▶ Text
This year, the Festival is made up of three plays. The first is called Wanda’s Way, by Caleen Sinnette Jennings. Originally from New York, Jennings has lived in the Washington, DC, area for 38 years. Jennings attended Bennington College and New York University’s Tisch School of the Arts.

Caleen Sinnette Jennings

From 1989 to the spring of 2020, she taught at American University, where she also served as the director of the Theater/Musical Theater Program and chair of the Department of Performing Arts.

She has been a faculty member of the Folger Shakespeare Library Teaching Shakespeare Institute since 1994. She received a $10,000 grant from the Kennedy Center Fund for New American Plays and identifies herself as a playwright, director, and actor.

DCTA: Tell me about Wanda’s Way.

Jennings: It’s a difficult play. It’s somewhere in the range of 15 characters played by one actor. And these characters represent multiple facets of the main character’s life — her allies, her protagonists, her mother, her daughter, her boss, her partner. All these people are meant to show all the kinds of things a Black police officer has to negotiate in her life and in her job.

▶ Directions
a) According to the interview with Caleen Sinnette Jennings, which people in the main character's life do the characters in Wanda's Way represent? List each one.
b) Carry the interview with Caleen Sinnette Jennings forward from its last sentence.
The items after this point are separate material and are not part of the interview with Caleen Sinnette Jennings.

▶ Stored data entries
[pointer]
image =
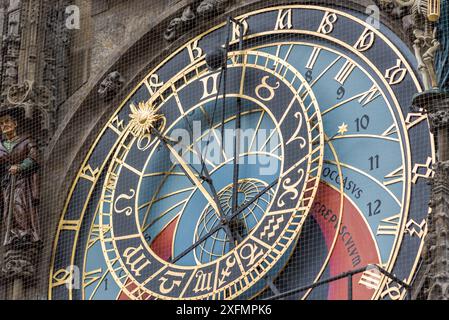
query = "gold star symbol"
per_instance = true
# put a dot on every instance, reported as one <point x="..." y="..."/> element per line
<point x="343" y="129"/>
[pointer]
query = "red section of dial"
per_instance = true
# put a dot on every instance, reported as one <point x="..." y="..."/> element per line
<point x="355" y="247"/>
<point x="162" y="247"/>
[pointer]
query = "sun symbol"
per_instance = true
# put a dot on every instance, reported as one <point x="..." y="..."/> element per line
<point x="144" y="118"/>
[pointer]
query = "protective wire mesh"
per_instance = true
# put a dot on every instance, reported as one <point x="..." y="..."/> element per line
<point x="223" y="149"/>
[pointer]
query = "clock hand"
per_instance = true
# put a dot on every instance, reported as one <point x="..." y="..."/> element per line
<point x="194" y="179"/>
<point x="215" y="229"/>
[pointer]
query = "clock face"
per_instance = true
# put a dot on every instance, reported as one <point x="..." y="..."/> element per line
<point x="302" y="163"/>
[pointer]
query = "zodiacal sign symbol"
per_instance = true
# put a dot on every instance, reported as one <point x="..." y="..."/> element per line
<point x="136" y="264"/>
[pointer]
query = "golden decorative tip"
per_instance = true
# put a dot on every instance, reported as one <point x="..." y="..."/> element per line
<point x="144" y="118"/>
<point x="434" y="10"/>
<point x="343" y="129"/>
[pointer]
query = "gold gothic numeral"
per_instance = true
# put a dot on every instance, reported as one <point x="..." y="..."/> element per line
<point x="210" y="90"/>
<point x="137" y="264"/>
<point x="395" y="176"/>
<point x="195" y="52"/>
<point x="236" y="32"/>
<point x="203" y="281"/>
<point x="413" y="119"/>
<point x="250" y="252"/>
<point x="89" y="174"/>
<point x="95" y="233"/>
<point x="416" y="230"/>
<point x="396" y="74"/>
<point x="418" y="168"/>
<point x="345" y="72"/>
<point x="268" y="90"/>
<point x="153" y="83"/>
<point x="313" y="58"/>
<point x="284" y="20"/>
<point x="369" y="96"/>
<point x="127" y="210"/>
<point x="66" y="277"/>
<point x="371" y="279"/>
<point x="366" y="41"/>
<point x="394" y="292"/>
<point x="389" y="226"/>
<point x="271" y="228"/>
<point x="327" y="24"/>
<point x="226" y="272"/>
<point x="92" y="276"/>
<point x="117" y="125"/>
<point x="70" y="225"/>
<point x="170" y="280"/>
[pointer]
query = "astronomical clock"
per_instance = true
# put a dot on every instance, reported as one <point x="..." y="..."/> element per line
<point x="327" y="172"/>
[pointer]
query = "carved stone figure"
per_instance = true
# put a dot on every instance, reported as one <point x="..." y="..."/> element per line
<point x="19" y="167"/>
<point x="426" y="43"/>
<point x="208" y="8"/>
<point x="442" y="57"/>
<point x="111" y="85"/>
<point x="179" y="25"/>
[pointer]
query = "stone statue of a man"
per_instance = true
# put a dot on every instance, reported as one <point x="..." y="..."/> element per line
<point x="19" y="185"/>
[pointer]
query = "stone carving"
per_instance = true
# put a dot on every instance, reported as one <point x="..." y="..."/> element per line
<point x="426" y="43"/>
<point x="34" y="99"/>
<point x="442" y="56"/>
<point x="436" y="105"/>
<point x="111" y="85"/>
<point x="204" y="9"/>
<point x="436" y="249"/>
<point x="208" y="8"/>
<point x="19" y="166"/>
<point x="178" y="25"/>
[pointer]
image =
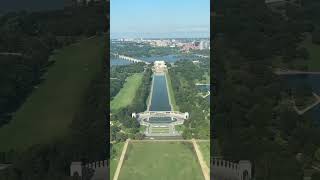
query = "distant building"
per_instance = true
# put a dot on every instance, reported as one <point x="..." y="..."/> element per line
<point x="159" y="67"/>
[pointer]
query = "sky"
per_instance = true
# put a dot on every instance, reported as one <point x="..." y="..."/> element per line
<point x="30" y="5"/>
<point x="159" y="18"/>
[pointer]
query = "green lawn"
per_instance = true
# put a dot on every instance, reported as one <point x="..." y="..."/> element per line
<point x="49" y="110"/>
<point x="171" y="93"/>
<point x="114" y="161"/>
<point x="205" y="149"/>
<point x="161" y="161"/>
<point x="179" y="128"/>
<point x="127" y="93"/>
<point x="314" y="53"/>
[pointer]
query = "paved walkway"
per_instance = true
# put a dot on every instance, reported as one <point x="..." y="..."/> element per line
<point x="300" y="112"/>
<point x="124" y="150"/>
<point x="202" y="162"/>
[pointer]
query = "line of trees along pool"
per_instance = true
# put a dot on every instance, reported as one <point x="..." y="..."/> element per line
<point x="36" y="35"/>
<point x="253" y="118"/>
<point x="119" y="74"/>
<point x="184" y="75"/>
<point x="130" y="126"/>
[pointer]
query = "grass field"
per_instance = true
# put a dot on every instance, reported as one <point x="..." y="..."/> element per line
<point x="314" y="53"/>
<point x="160" y="130"/>
<point x="205" y="149"/>
<point x="160" y="161"/>
<point x="50" y="108"/>
<point x="114" y="161"/>
<point x="171" y="93"/>
<point x="127" y="93"/>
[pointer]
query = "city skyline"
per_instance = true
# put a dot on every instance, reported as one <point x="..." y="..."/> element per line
<point x="160" y="19"/>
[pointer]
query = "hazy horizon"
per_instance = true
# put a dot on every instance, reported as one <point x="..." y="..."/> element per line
<point x="160" y="19"/>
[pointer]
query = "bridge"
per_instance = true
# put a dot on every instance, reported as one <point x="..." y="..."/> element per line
<point x="129" y="58"/>
<point x="202" y="56"/>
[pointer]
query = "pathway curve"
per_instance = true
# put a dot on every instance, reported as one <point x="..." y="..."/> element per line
<point x="300" y="112"/>
<point x="124" y="150"/>
<point x="203" y="164"/>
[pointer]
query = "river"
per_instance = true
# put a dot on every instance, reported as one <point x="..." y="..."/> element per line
<point x="168" y="58"/>
<point x="159" y="98"/>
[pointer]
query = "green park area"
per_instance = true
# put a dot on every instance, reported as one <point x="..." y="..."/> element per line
<point x="115" y="156"/>
<point x="51" y="107"/>
<point x="205" y="149"/>
<point x="159" y="161"/>
<point x="127" y="93"/>
<point x="314" y="54"/>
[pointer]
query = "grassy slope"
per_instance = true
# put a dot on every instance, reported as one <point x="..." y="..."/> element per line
<point x="314" y="52"/>
<point x="114" y="162"/>
<point x="49" y="110"/>
<point x="127" y="93"/>
<point x="205" y="149"/>
<point x="159" y="161"/>
<point x="171" y="94"/>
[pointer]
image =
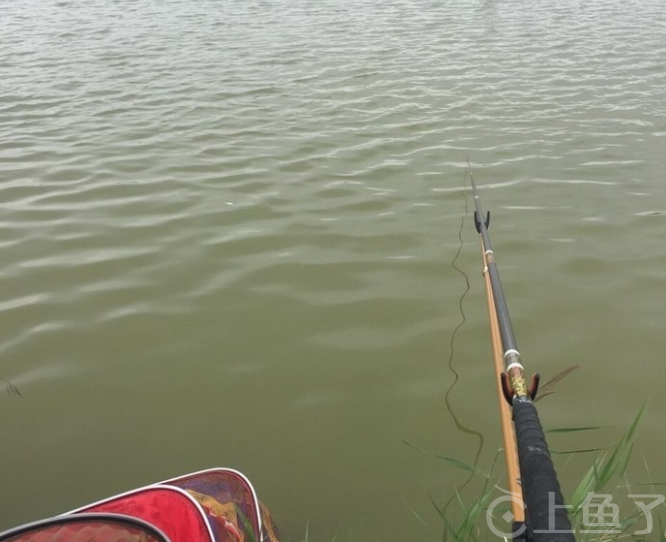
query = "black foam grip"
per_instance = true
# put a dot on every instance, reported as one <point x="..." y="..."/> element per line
<point x="547" y="516"/>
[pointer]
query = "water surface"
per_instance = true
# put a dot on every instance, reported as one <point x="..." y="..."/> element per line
<point x="227" y="231"/>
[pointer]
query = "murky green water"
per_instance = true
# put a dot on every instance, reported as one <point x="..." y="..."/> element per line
<point x="227" y="228"/>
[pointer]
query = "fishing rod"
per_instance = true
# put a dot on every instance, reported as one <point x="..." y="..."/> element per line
<point x="546" y="514"/>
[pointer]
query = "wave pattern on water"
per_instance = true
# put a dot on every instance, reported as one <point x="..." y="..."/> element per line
<point x="226" y="196"/>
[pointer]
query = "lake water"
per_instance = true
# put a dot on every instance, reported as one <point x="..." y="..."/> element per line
<point x="227" y="229"/>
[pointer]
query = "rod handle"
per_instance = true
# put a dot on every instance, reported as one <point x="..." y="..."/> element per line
<point x="547" y="515"/>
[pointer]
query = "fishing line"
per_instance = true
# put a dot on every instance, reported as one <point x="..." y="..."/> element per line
<point x="463" y="318"/>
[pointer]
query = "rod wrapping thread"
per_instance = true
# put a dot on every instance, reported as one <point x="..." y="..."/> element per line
<point x="547" y="515"/>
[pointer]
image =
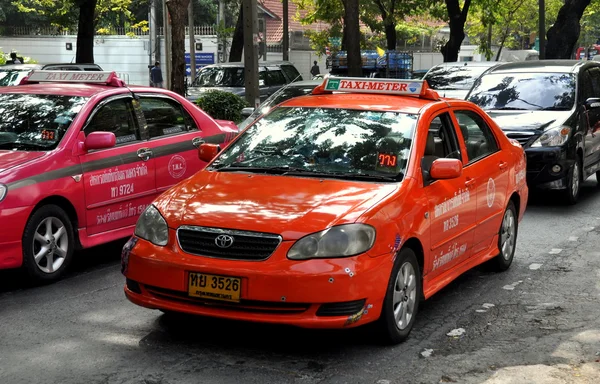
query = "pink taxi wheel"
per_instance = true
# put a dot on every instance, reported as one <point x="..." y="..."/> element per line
<point x="48" y="244"/>
<point x="401" y="302"/>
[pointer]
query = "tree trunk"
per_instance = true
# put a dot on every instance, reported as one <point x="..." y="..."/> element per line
<point x="457" y="19"/>
<point x="352" y="37"/>
<point x="390" y="36"/>
<point x="85" y="31"/>
<point x="237" y="42"/>
<point x="563" y="35"/>
<point x="178" y="12"/>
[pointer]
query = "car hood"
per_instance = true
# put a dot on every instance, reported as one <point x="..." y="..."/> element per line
<point x="453" y="93"/>
<point x="528" y="120"/>
<point x="290" y="206"/>
<point x="195" y="92"/>
<point x="10" y="159"/>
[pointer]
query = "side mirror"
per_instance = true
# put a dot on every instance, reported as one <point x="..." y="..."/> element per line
<point x="592" y="103"/>
<point x="207" y="152"/>
<point x="246" y="112"/>
<point x="100" y="140"/>
<point x="446" y="169"/>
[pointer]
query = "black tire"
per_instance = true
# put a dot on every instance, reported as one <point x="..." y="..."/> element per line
<point x="571" y="194"/>
<point x="62" y="249"/>
<point x="504" y="259"/>
<point x="386" y="326"/>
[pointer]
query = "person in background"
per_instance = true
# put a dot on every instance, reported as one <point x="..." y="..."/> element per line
<point x="14" y="58"/>
<point x="156" y="76"/>
<point x="315" y="69"/>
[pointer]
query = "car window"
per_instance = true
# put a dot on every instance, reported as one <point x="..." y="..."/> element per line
<point x="459" y="77"/>
<point x="522" y="91"/>
<point x="117" y="117"/>
<point x="275" y="77"/>
<point x="477" y="135"/>
<point x="36" y="122"/>
<point x="291" y="72"/>
<point x="165" y="117"/>
<point x="442" y="141"/>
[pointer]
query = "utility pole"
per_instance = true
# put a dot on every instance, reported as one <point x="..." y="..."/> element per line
<point x="192" y="41"/>
<point x="250" y="53"/>
<point x="286" y="37"/>
<point x="167" y="38"/>
<point x="542" y="29"/>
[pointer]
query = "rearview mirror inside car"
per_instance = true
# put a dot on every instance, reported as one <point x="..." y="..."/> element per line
<point x="246" y="112"/>
<point x="592" y="103"/>
<point x="207" y="151"/>
<point x="446" y="169"/>
<point x="100" y="140"/>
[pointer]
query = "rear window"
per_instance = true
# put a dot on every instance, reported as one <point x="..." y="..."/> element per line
<point x="36" y="122"/>
<point x="454" y="77"/>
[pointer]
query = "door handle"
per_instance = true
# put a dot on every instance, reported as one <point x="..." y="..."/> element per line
<point x="197" y="142"/>
<point x="144" y="153"/>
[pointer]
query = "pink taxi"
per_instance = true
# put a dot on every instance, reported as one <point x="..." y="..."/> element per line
<point x="82" y="155"/>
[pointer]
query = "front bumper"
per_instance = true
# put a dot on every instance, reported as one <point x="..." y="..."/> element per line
<point x="540" y="162"/>
<point x="13" y="222"/>
<point x="327" y="293"/>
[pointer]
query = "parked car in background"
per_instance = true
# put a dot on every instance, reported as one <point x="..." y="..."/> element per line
<point x="12" y="74"/>
<point x="299" y="88"/>
<point x="230" y="77"/>
<point x="81" y="158"/>
<point x="552" y="107"/>
<point x="454" y="80"/>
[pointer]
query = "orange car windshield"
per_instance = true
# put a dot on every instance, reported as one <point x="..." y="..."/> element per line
<point x="341" y="143"/>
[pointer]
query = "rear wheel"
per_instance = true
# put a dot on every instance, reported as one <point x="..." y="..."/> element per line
<point x="48" y="244"/>
<point x="507" y="239"/>
<point x="573" y="183"/>
<point x="401" y="302"/>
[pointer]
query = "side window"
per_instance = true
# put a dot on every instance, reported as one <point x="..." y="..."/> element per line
<point x="441" y="141"/>
<point x="165" y="117"/>
<point x="478" y="137"/>
<point x="291" y="73"/>
<point x="275" y="77"/>
<point x="116" y="117"/>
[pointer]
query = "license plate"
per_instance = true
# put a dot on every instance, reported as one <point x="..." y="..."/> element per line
<point x="214" y="287"/>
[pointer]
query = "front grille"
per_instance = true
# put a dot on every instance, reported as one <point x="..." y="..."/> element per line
<point x="346" y="308"/>
<point x="253" y="246"/>
<point x="244" y="305"/>
<point x="523" y="138"/>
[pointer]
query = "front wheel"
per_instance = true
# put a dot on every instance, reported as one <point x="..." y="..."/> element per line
<point x="401" y="302"/>
<point x="507" y="239"/>
<point x="48" y="244"/>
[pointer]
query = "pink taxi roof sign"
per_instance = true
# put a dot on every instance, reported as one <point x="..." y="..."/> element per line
<point x="380" y="86"/>
<point x="87" y="77"/>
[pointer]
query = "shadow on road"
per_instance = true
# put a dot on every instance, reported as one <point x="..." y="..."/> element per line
<point x="84" y="261"/>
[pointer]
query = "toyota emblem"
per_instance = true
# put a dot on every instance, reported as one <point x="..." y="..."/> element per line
<point x="224" y="241"/>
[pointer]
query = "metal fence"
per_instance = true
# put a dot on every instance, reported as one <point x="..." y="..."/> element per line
<point x="199" y="30"/>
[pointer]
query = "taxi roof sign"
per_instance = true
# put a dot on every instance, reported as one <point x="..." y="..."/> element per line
<point x="380" y="86"/>
<point x="87" y="77"/>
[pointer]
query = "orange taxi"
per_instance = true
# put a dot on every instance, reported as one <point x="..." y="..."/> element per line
<point x="336" y="209"/>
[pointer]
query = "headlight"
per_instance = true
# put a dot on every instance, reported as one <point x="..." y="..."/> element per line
<point x="152" y="226"/>
<point x="340" y="241"/>
<point x="553" y="137"/>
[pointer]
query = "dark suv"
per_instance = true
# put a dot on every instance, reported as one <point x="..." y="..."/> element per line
<point x="229" y="77"/>
<point x="552" y="107"/>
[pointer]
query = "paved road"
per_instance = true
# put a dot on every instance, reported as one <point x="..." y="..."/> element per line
<point x="537" y="323"/>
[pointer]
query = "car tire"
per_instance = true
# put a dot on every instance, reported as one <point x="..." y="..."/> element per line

▶ Expected results
a) Her allies, her protagonists, her mother, her daughter, her boss, her partner

b)
Where did this play originate?

I was chatting with a male actor friend of mine and he mentioned that he used to be a Baltimore city cop. I almost fell off my chair. I said, “I’d like to know that side of you and what connection that has to your theatrical life.” This was ten years ago. I got about six hours of interviews with him.

Deidra LaWan Starnes as Officer Wanda Williams in ‘Wanda’s Way.’ Photo by Emily Wall.

Did the play happen right after that?

No. Fast forward to 2020 when Diedra Starnes called me on behalf of 1st Stage. She said they wanted to know if I would like to write something for the Logan Festival in 2021. I was driving to see my father, who was dying. I was so upset, I said, “No, I can’t do it.” But she talked me into it. I was lucky to get some folks to interview and I used the tapes I had from ten years earlier. They were deeply moving to me.

Being a child of the 1960s, when we thought about police a certain way, it’s been stunning to see how moved people are by the faces of those January 6th policemen.

As you get older you begin to think of people less as the roles they have and more as the people they are beneath those roles.

Is there anything else you would like to say about being a playwright?

 In a recent play. I said, “Tell your story. Someone is waiting to hear it.”

Wanda’s Way plays July 30 at 8:00 PM, July 31 at 7:00 PM, August 4 at 7:30 PM, and August 6, 2022, at 2:00 PM, in repertory with Tomatoes Tried to Kill Me But Banjos Saved My Life and Spanking Machine at 1st Stage, 1524 Spring Hill Road, Tysons, VA. For the complete Logan Festival of Solo Performance schedule and to purchase tickets ($20 general, $15 educators or military, $10 students, $50 Festival Pass), go online or call 703-854-1856.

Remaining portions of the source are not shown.